──────── ENTRIES SUPPLIED

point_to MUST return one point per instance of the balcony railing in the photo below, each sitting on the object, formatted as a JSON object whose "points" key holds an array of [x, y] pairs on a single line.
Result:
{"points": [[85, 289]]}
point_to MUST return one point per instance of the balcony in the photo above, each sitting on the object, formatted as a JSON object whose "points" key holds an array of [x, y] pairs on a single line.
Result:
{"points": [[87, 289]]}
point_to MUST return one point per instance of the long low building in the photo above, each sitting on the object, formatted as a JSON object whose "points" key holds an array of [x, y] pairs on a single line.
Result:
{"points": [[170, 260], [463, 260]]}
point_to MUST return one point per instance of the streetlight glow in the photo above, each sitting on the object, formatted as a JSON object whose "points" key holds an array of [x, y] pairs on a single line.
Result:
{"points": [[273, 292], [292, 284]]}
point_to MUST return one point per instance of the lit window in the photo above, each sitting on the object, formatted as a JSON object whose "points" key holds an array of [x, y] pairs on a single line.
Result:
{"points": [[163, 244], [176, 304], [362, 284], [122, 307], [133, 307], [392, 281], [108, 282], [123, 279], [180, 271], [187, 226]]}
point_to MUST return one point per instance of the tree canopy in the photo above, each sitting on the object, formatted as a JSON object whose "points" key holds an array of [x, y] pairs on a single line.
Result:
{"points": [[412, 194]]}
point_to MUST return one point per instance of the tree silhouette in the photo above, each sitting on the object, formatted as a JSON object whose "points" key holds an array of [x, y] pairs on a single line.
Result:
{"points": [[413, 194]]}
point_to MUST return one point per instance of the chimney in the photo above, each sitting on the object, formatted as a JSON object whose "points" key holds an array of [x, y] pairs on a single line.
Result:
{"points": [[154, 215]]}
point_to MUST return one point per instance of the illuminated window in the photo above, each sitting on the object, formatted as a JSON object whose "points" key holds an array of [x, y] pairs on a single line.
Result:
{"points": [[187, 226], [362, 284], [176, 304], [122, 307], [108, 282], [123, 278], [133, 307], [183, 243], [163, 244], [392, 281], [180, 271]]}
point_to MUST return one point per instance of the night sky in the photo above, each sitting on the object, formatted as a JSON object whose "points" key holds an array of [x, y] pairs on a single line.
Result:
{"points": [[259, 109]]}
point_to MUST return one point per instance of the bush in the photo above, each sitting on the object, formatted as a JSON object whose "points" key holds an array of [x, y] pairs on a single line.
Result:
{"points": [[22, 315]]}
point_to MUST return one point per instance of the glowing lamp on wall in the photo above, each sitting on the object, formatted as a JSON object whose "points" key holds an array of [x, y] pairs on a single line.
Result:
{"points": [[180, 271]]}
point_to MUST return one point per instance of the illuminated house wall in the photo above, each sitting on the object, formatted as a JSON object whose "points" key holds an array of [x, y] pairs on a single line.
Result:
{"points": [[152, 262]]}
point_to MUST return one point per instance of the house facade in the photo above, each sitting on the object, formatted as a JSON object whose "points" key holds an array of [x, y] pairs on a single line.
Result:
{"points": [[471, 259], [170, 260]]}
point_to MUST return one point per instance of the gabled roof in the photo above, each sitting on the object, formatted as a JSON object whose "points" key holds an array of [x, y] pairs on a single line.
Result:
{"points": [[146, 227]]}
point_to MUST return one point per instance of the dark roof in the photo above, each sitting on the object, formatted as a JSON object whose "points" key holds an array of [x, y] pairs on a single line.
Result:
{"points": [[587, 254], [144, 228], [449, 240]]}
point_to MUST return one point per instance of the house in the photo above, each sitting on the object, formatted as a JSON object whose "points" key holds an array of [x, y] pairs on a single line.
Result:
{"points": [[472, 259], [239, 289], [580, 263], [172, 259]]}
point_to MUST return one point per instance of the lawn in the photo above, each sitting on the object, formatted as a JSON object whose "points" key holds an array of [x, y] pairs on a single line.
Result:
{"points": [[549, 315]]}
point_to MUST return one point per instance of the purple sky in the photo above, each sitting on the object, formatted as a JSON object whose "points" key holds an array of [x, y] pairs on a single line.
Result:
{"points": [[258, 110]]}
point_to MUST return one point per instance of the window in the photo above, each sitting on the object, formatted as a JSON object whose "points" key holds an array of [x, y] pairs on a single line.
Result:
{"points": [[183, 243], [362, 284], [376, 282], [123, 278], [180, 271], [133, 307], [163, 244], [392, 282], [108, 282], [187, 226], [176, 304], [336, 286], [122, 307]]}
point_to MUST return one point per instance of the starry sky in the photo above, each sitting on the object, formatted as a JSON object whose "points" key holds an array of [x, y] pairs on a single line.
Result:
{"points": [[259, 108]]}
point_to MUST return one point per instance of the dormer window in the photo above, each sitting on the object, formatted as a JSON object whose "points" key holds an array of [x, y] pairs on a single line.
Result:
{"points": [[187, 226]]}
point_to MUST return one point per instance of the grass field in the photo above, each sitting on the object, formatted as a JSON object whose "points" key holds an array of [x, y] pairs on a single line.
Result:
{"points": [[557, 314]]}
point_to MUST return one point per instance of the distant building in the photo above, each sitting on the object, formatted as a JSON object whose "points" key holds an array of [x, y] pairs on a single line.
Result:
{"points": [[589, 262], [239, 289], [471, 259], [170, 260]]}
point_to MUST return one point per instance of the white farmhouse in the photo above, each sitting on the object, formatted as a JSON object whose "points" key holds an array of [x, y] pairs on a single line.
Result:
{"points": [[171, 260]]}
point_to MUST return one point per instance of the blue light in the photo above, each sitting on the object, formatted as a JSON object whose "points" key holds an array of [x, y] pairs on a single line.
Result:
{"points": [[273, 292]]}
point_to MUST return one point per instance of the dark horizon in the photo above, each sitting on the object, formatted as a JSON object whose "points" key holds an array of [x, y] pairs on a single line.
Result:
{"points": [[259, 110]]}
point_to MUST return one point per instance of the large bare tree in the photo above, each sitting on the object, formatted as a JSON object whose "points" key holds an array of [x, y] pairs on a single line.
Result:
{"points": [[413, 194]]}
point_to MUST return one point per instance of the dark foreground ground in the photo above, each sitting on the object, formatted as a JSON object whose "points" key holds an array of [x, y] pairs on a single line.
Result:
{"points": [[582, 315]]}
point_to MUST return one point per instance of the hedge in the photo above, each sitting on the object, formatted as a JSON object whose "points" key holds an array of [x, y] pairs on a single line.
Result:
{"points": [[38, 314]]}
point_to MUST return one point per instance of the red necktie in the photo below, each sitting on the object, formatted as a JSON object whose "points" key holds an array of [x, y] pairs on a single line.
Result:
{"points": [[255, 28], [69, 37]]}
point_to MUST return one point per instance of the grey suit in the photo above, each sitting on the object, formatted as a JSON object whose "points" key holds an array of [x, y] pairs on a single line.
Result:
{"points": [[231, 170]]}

────────────────

EXERCISE ▸
Reproduce all the entries verbatim, leaving nothing out.

TASK OUTPUT ▸
point_to MUST return one point per instance of the balcony railing in the photo below, each sitting on the object, formatted as a JSON object whose "points" key holds an array of [x, y] pairs on a single line.
Result:
{"points": [[85, 289]]}
point_to MUST return one point per instance of the balcony in the photo above, each sitting on the object, formatted as a JSON object whose "points" key holds an array of [x, y] pairs on a single line.
Result:
{"points": [[87, 289]]}
point_to MUST return one point per instance of the long low building in the photo above, each sitting on the object, formatted as a JSON object whose "points" key holds an array of [x, y] pairs on a single line.
Result:
{"points": [[170, 260], [463, 260]]}
point_to MUST return one point per instance of the streetlight glow in the photo above, each sitting on the object, formatted as a JSON object whose "points" key holds an array of [x, y] pairs on a single line.
Result:
{"points": [[273, 292], [292, 284]]}
point_to MUST return one point per instance of the lit window in the photo above, each sitting on the object, formatted as a JSON object whose "points" key holds an array of [x, y] pairs on a single line.
Result:
{"points": [[163, 244], [176, 304], [362, 284], [122, 307], [133, 307], [392, 281], [108, 282], [123, 279], [180, 271], [187, 226]]}
point_to MUST return one point per instance of the tree canopy in the photo above, each sitting on the object, formatted as a JSON object whose "points" key holds an array of [x, y] pairs on a single line.
Result:
{"points": [[412, 194]]}
point_to MUST return one point per instance of the tree silhouette in the photo above, each sitting on the object, formatted as a JSON object whose "points" key holds an array of [x, y] pairs on a single line.
Result:
{"points": [[413, 194]]}
point_to MUST return one point per instance of the chimney in the photo above, each sitting on the object, formatted as a JSON object whose "points" key holds an array of [x, y] pairs on a single line.
Result:
{"points": [[154, 215]]}
point_to MUST return one point per instance of the illuminated window in the photo above, each sitting on the object, formatted as a JSON object whose "points" key holds an array of [x, y] pairs on a single line.
Result:
{"points": [[187, 226], [362, 284], [176, 304], [122, 307], [108, 282], [123, 278], [133, 307], [183, 243], [163, 244], [392, 281], [180, 271]]}
point_to MUST return one point per instance of the night sky in the photo above, each sitting on the object, formatted as a JSON object whose "points" key holds an array of [x, y] pairs on a single line.
Result:
{"points": [[259, 109]]}
point_to MUST return one point per instance of the bush in the photo above, each sitting on the object, formatted as a JSON object whose "points" key holds an array of [x, y] pairs on a single line.
Result:
{"points": [[22, 315]]}
point_to MUST return one point per instance of the glowing lamp on wall in the photo above, each sitting on the object, formatted as a JSON object whose "points" key holds an array of [x, y] pairs on a single line.
Result:
{"points": [[180, 271]]}
point_to MUST return one point per instance of the illuminated house wall in the photo above, each sitting on the object, formatted as a JSON object whose "points" key holds an array of [x, y] pairs on a single line.
Result:
{"points": [[152, 262]]}
point_to MUST return one point per instance of the house facade in the photo above, each sitting on the object, formatted as a JSON object whose "points" key holds an array of [x, y] pairs on a single line.
Result:
{"points": [[471, 259], [170, 260]]}
point_to MUST return one point per instance of the gabled roof in the photo above, each sitting on the object, formatted as a JSON object whose "points" key holds an array of [x, y] pairs on a single line.
Result:
{"points": [[146, 227]]}
point_to MUST return one point per instance of the dark roof in the photo above, each sitting on the object, formatted as a JSON object whose "points" key holds an array of [x, y] pairs on a single line.
Result:
{"points": [[587, 254], [144, 228], [449, 240]]}
point_to MUST return one point per instance of the house in the photo above, each sitting on the object, formatted as a JSON object whose "points" key holds an array of [x, y] pairs on a single line.
Result:
{"points": [[472, 259], [239, 289], [580, 263], [172, 259]]}
point_to MUST return one point per instance of the lawn in the photo above, each sitting on the object, formatted as a JSON object whose "points" key holds an array of [x, y] pairs on a single line.
Result:
{"points": [[549, 315]]}
point_to MUST return one point per instance of the purple sky in the photo above, each sitting on the object, formatted as a JSON object whose "points" key holds an array of [x, y] pairs on a single line.
Result:
{"points": [[258, 110]]}
point_to MUST return one point per instance of the window in the photo above, each sitting on the object, formatted as a JSON object whose "points" key holds an array of [x, y] pairs on a single line.
Result:
{"points": [[183, 243], [362, 284], [376, 282], [123, 278], [180, 271], [133, 307], [163, 244], [392, 282], [108, 282], [187, 226], [176, 304], [336, 286], [122, 307]]}
point_to MUST return one point per instance of the starry sky in the photo above, each sitting on the object, formatted as a JSON object whose "points" key holds an array of [x, y] pairs on a single line.
Result:
{"points": [[259, 108]]}
point_to MUST return one point per instance of the dormer window in the photo above, each sitting on the object, formatted as a JSON object whose "points" key holds an array of [x, y] pairs on a single line.
Result:
{"points": [[187, 226]]}
point_to MUST return one point per instance of the grass field in the photo above, each sitting on the object, formatted as a JSON object whose "points" key holds an array of [x, y] pairs on a single line.
Result:
{"points": [[557, 314]]}
point_to MUST return one point per instance of the distant building in the photo above, each sitting on the object, formatted as a JSON object whose "points" key holds an array of [x, y] pairs on a single line.
Result:
{"points": [[589, 262], [239, 289], [471, 259], [170, 260]]}
point_to MUST return one point per instance of the white farmhouse in the photo above, each sitting on the object, formatted as a JSON object whose "points" key holds an array of [x, y] pairs on a single line.
Result:
{"points": [[171, 260]]}
point_to MUST return one point per instance of the blue light in the photo above, each sitting on the object, formatted as a JSON object whose "points" key holds an array of [x, y] pairs on a single line.
Result:
{"points": [[273, 292]]}
point_to MUST return one point per instance of the dark horizon in the photo above, each sitting on the object, formatted as a JSON object whose "points" key holds an array of [x, y] pairs on a single line.
Result:
{"points": [[259, 110]]}
point_to MUST return one point per instance of the large bare tree in the photo above, each sitting on the object, formatted as a JSON object whose "points" key holds an array of [x, y] pairs on a single line.
Result:
{"points": [[413, 194]]}
point_to MUST return one point per instance of the dark foreground ground in the photo above, each sitting on the object, formatted as a JSON object whose "points" key holds an array of [x, y] pairs on a single line.
Result:
{"points": [[582, 315]]}
point_to MUST return one point per instance of the hedge in the photo above, each sitting on the object, formatted as a JSON object whose "points" key holds an array of [x, y] pairs on a single line.
Result:
{"points": [[38, 314]]}
point_to MUST return one point per instance of the red necktie in the photo below, each sitting on the object, formatted as a JSON object whose "points" key holds an array of [x, y] pairs on a single line.
Result:
{"points": [[255, 28], [69, 37]]}
point_to MUST return one point per instance of the grey suit in the photo above, each sitting on the object, formatted as a JSON object whose "points" key holds an array of [x, y] pairs on a single line.
Result:
{"points": [[231, 170]]}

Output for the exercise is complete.